(GIVEN ENTRIES begins)

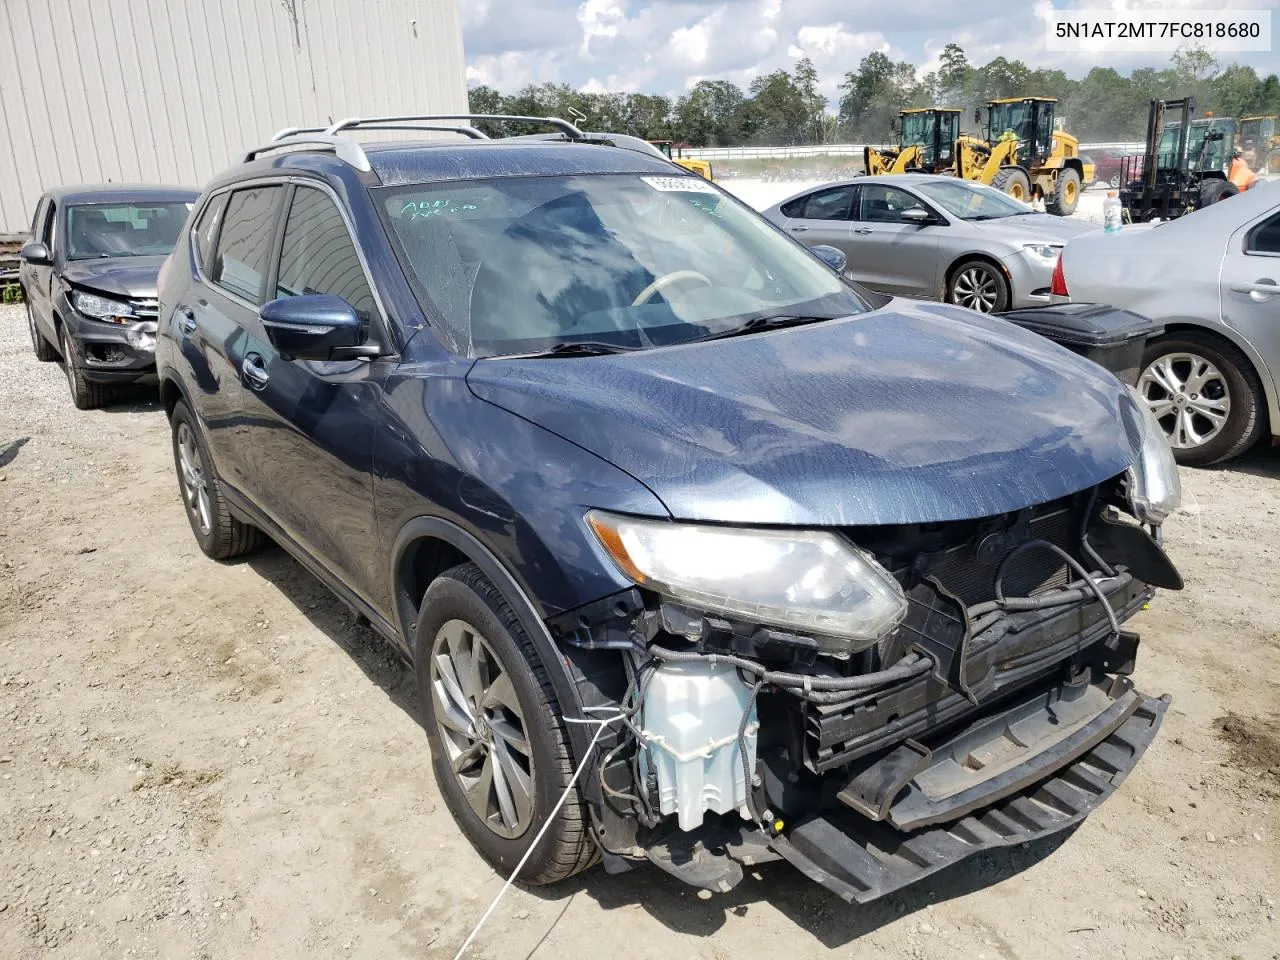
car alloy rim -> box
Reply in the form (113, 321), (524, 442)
(60, 331), (76, 393)
(27, 305), (41, 351)
(952, 267), (999, 313)
(1110, 174), (1121, 188)
(175, 422), (213, 534)
(1138, 351), (1231, 449)
(430, 618), (533, 839)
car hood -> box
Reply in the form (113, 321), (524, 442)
(60, 256), (166, 298)
(974, 214), (1098, 243)
(466, 300), (1143, 527)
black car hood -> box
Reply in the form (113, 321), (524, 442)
(60, 256), (166, 298)
(466, 300), (1143, 526)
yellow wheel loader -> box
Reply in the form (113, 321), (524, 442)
(649, 140), (714, 180)
(863, 108), (961, 175)
(1239, 116), (1280, 173)
(954, 97), (1089, 216)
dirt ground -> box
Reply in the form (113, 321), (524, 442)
(0, 302), (1277, 960)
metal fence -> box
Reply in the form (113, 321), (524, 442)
(683, 142), (1145, 160)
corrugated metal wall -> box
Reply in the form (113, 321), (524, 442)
(0, 0), (467, 234)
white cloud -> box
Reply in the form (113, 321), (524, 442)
(462, 0), (1280, 99)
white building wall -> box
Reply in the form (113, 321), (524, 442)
(0, 0), (467, 233)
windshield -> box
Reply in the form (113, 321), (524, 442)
(378, 174), (865, 357)
(913, 179), (1030, 220)
(988, 101), (1033, 144)
(66, 202), (192, 260)
(900, 112), (933, 149)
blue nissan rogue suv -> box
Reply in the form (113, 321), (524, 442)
(156, 115), (1184, 900)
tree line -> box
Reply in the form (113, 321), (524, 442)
(468, 44), (1280, 147)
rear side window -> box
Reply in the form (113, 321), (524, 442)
(1246, 211), (1280, 255)
(780, 186), (855, 221)
(211, 186), (281, 304)
(276, 186), (375, 329)
(193, 194), (228, 272)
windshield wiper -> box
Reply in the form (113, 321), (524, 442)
(520, 340), (642, 358)
(695, 314), (835, 342)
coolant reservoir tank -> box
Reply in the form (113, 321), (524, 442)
(639, 660), (759, 832)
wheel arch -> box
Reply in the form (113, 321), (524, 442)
(390, 516), (591, 750)
(1154, 321), (1278, 436)
(943, 252), (1013, 302)
(160, 375), (188, 419)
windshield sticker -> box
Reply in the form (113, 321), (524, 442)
(641, 176), (719, 194)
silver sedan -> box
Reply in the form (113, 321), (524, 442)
(762, 174), (1097, 312)
(1056, 179), (1280, 465)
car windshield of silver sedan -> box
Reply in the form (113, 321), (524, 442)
(377, 174), (867, 357)
(65, 202), (193, 260)
(913, 180), (1034, 221)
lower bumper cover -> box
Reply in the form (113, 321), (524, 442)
(769, 688), (1167, 903)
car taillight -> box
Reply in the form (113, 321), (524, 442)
(1050, 254), (1069, 297)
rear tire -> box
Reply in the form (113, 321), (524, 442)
(1108, 174), (1122, 189)
(59, 327), (112, 410)
(1137, 331), (1265, 466)
(27, 301), (57, 361)
(414, 563), (597, 885)
(169, 400), (263, 558)
(1045, 168), (1081, 216)
(992, 167), (1031, 204)
(946, 259), (1010, 314)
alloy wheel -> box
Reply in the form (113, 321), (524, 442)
(952, 267), (1000, 313)
(1138, 351), (1231, 450)
(176, 422), (213, 535)
(59, 330), (76, 393)
(26, 304), (38, 351)
(430, 618), (534, 839)
(1109, 174), (1121, 188)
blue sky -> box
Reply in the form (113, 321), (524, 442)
(463, 0), (1280, 102)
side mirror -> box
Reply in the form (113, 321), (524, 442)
(20, 241), (51, 265)
(810, 244), (848, 274)
(259, 294), (374, 361)
(900, 207), (932, 224)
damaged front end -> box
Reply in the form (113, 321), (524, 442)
(548, 466), (1181, 901)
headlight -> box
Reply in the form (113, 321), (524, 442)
(1023, 243), (1062, 261)
(72, 291), (134, 323)
(1126, 386), (1181, 523)
(586, 512), (907, 649)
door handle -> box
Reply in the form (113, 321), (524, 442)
(242, 353), (269, 390)
(177, 306), (196, 334)
(1230, 279), (1278, 301)
(853, 228), (872, 235)
(789, 225), (809, 232)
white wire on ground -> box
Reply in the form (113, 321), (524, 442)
(452, 709), (625, 960)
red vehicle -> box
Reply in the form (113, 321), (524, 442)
(1082, 149), (1140, 189)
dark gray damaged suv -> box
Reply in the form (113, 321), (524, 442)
(154, 114), (1185, 900)
(20, 185), (198, 409)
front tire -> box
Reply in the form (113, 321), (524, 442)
(1198, 179), (1239, 207)
(1045, 168), (1081, 216)
(169, 400), (263, 558)
(1138, 332), (1265, 466)
(992, 167), (1031, 204)
(1108, 174), (1122, 189)
(415, 563), (596, 885)
(59, 326), (112, 410)
(947, 259), (1010, 314)
(27, 301), (57, 361)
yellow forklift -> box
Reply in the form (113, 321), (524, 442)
(863, 108), (962, 175)
(954, 97), (1090, 216)
(1238, 116), (1280, 173)
(648, 140), (714, 180)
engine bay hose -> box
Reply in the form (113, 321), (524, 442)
(992, 538), (1122, 637)
(645, 644), (932, 692)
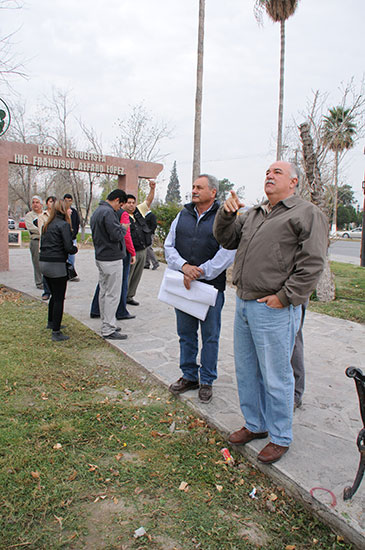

(GIVEN ENTRIES ends)

BRIEF:
Would you output, word for word, only the lines running from the line with "red vehicle -> box" to the end of the listing above, both ends included, with no pictures?

EXPECTED ANSWER:
red vehicle -> box
Reply in the form (113, 321), (524, 442)
(1082, 149), (1140, 189)
dark gray damaged suv -> box
Reply in the form (113, 321), (524, 442)
(154, 114), (1185, 900)
(20, 185), (198, 409)
front tire -> box
Reply in the form (113, 321), (524, 442)
(1198, 179), (1239, 207)
(1045, 168), (1081, 216)
(169, 400), (263, 558)
(1138, 332), (1265, 466)
(992, 167), (1031, 204)
(1108, 174), (1122, 189)
(415, 563), (596, 885)
(59, 326), (112, 410)
(947, 259), (1010, 314)
(27, 301), (57, 361)
yellow forklift -> box
Reply in the form (113, 321), (524, 442)
(863, 108), (962, 175)
(954, 97), (1090, 216)
(1238, 116), (1280, 173)
(648, 140), (714, 180)
engine bay hose -> box
Reply in the form (113, 321), (524, 442)
(992, 538), (1122, 637)
(645, 644), (932, 692)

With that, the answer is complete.